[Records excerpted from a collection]
____________________

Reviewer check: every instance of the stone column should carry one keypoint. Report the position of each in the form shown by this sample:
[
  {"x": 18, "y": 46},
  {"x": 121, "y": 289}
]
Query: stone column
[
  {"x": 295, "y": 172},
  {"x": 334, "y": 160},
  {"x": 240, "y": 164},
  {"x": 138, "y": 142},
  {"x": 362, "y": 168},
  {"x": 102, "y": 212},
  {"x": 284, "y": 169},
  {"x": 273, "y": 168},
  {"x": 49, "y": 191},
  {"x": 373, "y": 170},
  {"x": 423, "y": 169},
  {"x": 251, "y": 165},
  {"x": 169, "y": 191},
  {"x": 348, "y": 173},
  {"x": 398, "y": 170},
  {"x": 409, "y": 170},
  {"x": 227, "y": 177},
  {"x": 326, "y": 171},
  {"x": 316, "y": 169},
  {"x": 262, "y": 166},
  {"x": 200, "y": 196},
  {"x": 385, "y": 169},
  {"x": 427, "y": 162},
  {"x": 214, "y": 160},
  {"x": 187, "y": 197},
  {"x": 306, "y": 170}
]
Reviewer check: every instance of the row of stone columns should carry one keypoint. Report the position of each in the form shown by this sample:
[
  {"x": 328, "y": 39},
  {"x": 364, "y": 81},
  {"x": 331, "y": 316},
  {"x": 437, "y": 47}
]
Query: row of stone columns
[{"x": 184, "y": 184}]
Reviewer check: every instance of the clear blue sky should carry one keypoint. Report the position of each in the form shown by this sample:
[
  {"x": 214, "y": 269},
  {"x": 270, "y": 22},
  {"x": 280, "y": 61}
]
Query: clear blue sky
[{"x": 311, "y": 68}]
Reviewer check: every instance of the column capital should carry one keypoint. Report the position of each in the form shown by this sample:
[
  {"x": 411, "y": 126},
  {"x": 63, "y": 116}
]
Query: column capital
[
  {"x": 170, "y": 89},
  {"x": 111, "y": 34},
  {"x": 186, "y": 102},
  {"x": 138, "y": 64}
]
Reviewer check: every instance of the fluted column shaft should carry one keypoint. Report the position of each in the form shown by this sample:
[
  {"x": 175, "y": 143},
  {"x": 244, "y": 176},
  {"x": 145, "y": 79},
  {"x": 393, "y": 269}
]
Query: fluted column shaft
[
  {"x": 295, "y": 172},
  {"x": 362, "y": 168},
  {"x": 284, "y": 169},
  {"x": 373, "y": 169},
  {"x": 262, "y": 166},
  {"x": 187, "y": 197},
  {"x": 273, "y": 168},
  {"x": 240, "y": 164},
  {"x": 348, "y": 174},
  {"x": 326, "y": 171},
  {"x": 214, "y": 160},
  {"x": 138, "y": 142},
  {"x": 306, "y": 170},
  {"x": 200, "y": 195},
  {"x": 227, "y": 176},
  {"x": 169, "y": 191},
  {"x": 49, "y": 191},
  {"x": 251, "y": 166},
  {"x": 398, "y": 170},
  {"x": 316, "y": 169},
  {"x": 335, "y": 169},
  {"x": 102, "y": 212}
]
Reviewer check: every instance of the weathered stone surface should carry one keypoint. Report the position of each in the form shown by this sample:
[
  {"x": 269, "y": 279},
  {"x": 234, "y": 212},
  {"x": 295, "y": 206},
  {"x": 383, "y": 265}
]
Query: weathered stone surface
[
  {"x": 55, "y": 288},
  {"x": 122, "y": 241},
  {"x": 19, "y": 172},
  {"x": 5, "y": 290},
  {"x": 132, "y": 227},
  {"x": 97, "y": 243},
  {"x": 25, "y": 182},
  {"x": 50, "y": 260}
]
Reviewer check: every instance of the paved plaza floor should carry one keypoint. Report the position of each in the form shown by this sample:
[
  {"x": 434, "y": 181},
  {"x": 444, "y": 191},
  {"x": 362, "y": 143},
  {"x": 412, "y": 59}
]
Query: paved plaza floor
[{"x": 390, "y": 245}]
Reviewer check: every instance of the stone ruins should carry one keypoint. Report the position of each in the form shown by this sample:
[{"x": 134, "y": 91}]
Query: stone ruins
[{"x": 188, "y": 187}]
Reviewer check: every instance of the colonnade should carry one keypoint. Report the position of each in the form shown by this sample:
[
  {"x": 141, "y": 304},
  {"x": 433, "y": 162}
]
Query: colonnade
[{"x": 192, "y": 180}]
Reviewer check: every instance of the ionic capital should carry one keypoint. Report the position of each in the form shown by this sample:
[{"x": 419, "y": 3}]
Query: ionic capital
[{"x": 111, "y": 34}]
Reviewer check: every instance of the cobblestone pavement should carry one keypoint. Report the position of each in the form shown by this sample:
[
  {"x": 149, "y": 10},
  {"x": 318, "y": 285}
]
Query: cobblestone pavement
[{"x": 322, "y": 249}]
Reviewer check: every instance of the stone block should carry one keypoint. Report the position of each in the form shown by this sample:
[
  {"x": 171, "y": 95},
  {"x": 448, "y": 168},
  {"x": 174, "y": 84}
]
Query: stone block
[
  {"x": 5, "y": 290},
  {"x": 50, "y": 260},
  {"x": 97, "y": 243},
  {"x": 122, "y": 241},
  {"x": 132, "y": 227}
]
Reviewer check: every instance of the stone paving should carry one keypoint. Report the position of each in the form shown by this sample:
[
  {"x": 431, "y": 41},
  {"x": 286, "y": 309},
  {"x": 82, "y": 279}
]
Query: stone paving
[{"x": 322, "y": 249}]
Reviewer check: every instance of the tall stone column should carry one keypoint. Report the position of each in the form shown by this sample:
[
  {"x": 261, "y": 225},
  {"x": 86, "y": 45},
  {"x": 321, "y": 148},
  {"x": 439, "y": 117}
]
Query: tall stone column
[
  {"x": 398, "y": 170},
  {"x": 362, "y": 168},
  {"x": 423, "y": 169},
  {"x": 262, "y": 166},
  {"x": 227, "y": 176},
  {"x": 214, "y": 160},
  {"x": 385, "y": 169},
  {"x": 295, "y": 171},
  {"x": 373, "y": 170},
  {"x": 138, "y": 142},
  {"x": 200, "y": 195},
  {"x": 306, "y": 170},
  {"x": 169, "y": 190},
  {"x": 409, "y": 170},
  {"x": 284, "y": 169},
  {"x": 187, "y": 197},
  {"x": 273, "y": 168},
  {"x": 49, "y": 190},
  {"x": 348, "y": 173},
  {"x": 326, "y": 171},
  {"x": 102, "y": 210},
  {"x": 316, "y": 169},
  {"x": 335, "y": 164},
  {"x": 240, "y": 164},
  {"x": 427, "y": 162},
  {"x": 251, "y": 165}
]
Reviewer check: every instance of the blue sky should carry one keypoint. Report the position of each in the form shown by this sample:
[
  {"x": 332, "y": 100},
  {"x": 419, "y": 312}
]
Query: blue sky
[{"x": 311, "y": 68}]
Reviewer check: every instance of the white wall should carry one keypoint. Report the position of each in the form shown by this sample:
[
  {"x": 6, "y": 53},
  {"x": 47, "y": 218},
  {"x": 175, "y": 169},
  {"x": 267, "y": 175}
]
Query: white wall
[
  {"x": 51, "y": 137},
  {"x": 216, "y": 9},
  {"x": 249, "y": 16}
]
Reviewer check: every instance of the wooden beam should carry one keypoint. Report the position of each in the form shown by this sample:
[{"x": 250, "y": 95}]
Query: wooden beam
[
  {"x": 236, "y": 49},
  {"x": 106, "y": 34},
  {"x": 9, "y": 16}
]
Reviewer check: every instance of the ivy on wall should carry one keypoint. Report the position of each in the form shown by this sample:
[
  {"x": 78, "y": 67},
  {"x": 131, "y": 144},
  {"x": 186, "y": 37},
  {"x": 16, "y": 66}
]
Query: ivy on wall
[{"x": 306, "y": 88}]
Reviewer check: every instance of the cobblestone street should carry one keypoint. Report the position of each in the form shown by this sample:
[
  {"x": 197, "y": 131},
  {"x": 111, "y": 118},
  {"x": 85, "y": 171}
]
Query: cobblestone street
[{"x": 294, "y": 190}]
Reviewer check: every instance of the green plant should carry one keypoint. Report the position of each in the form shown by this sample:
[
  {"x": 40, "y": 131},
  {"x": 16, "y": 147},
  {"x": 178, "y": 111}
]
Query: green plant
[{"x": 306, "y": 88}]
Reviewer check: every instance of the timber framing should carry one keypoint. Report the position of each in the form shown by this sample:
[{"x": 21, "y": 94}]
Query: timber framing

____________________

Output the line that contains "Reviewer check: every instance of the wooden", followed by every later line in the listing, with no line omitted and none added.

Reviewer check: every instance of the wooden beam should carry one keypoint. Report the position of each in the form shown by this sample:
[{"x": 250, "y": 95}]
Query: wooden beam
[
  {"x": 236, "y": 49},
  {"x": 106, "y": 34},
  {"x": 9, "y": 16}
]
Reviewer check: every instance of the ivy on wall should carry one keypoint. Report the position of each in the form shown by this sample:
[
  {"x": 78, "y": 67},
  {"x": 131, "y": 144},
  {"x": 186, "y": 37},
  {"x": 16, "y": 66}
]
Query: ivy on wall
[{"x": 306, "y": 88}]
Reviewer check: every instance of the cobblestone street should carry one keypoint. Report the position of each in the form shown by this sample:
[
  {"x": 197, "y": 131},
  {"x": 111, "y": 118},
  {"x": 85, "y": 171}
]
Query: cobblestone street
[{"x": 294, "y": 190}]
Reviewer check: every instance of the green plant should carry one keypoint. Report the position of each in the form shown by this sample:
[
  {"x": 40, "y": 131},
  {"x": 16, "y": 147},
  {"x": 178, "y": 111}
]
Query: green plant
[{"x": 306, "y": 88}]
Reviewer check: every instance of the timber framing should carry one keypoint. Report the position of each in the form shown by this sample:
[{"x": 21, "y": 94}]
Query: timber framing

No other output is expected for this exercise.